* [Textauszug]:
---------------

Braunschweig blamiert

Die Bewerbung um die EU-Kulturhauptstadt wird von der niedersächischen Landesregierung offenbar als Flopp angesehen. Gemeinsam mit Bremen „hätten wir wenigstens das Fünkchen einer Chance gehabt“, heißt es im Umfeld der Landesregierung

Aus Hannover Kai Schöneberg

Sie sah gediegen aus: Großformatig, grau-orange, Tiefdruck. Viel Eindruck hat die Kulturhauptstadt-Bewerbung Braunschweigs offenbar dennoch nicht bei den Experten im Kulturministerium in Hannover geschunden. Sie brüten seit zwei Monaten darüber, ob sich das Land Niedersachsen mit Osnabrück oder mit der Region Braunschweig um den Titel der europäischen Kulturhauptstadt im Jahr 2010 bewirbt. „Braunschweig hat im Zuge des laufenden Verfahrens darum gebeten, Informationen nachzuliefern“, sagt Ministeriumssprecher Thomas Reiter auf Anfrage der taz. Man kann davon ausgehen, dass eigentlich das Ministerium um Nachbesserung gebeten hat. Reiter sagt nur, „vermutlich geht es um inhaltliche Profilschärfung“. Auf deutsch: die Brauschweiger Broschüre scheint ein Rohrkrepierer zu sein.

Braunschweig ist blamiert. Niemand in Hannover glaubt mehr daran, dass der prestige- und PR-trächtige Titel „Kulturhauptstadt Europas 2010“ nach Braunschweig geht. Weil man die Bewerbung in ihrer alten Form nicht am 30. Juni im Auswärtigen Amt in Berlin übergeben will, verschob das Kabinett seine Entscheidung von Mitte April auf den 22. Juni. Aus dem Umfeld der Landesregierung heißt es sogar, „wenn wir uns mit Bremen zusammengetan hätten, hätten wir wenigstens das Fünkchen einer Chance gehabt“. Potsdam oder sogar Essen/Ruhrgebiet hätten viel aussagekräftigere Schriften vorgelegt.

---------------

* [Datenteil]:
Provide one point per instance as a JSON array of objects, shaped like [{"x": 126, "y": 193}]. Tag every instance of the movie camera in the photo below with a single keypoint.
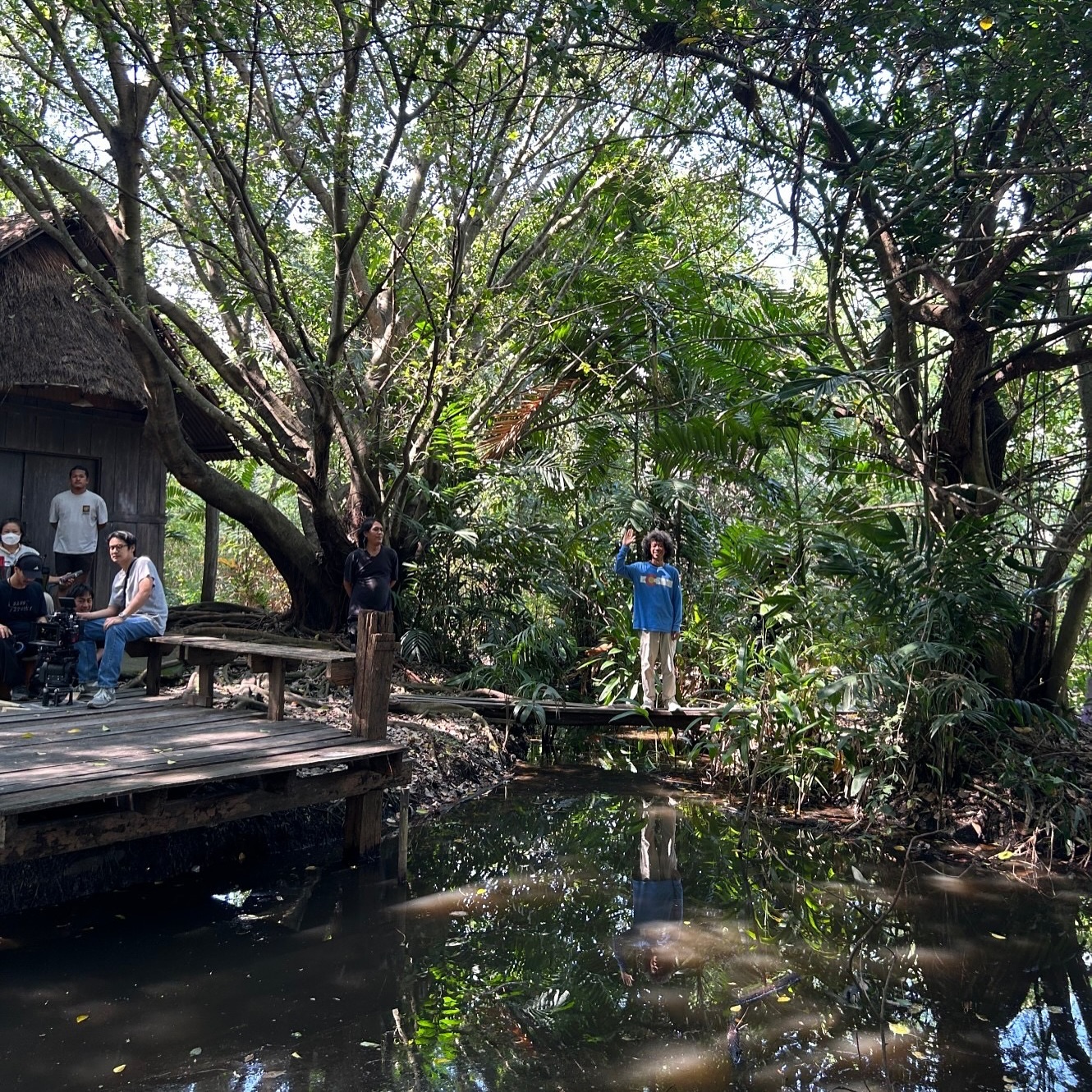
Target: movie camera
[{"x": 56, "y": 668}]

---------------

* [Schriftliche Aufgabe]:
Gib bitte aus dem Artikel über die Braunschweiger Kulturhauptstadt-Bewerbung alles von „Aus Hannover Kai“ bis hinunter zu „Rohrkrepierer zu sein.“ wortgetreu aus.

* [Antwort zur Aufgabe]:
Aus Hannover Kai Schöneberg

Sie sah gediegen aus: Großformatig, grau-orange, Tiefdruck. Viel Eindruck hat die Kulturhauptstadt-Bewerbung Braunschweigs offenbar dennoch nicht bei den Experten im Kulturministerium in Hannover geschunden. Sie brüten seit zwei Monaten darüber, ob sich das Land Niedersachsen mit Osnabrück oder mit der Region Braunschweig um den Titel der europäischen Kulturhauptstadt im Jahr 2010 bewirbt. „Braunschweig hat im Zuge des laufenden Verfahrens darum gebeten, Informationen nachzuliefern“, sagt Ministeriumssprecher Thomas Reiter auf Anfrage der taz. Man kann davon ausgehen, dass eigentlich das Ministerium um Nachbesserung gebeten hat. Reiter sagt nur, „vermutlich geht es um inhaltliche Profilschärfung“. Auf deutsch: die Brauschweiger Broschüre scheint ein Rohrkrepierer zu sein.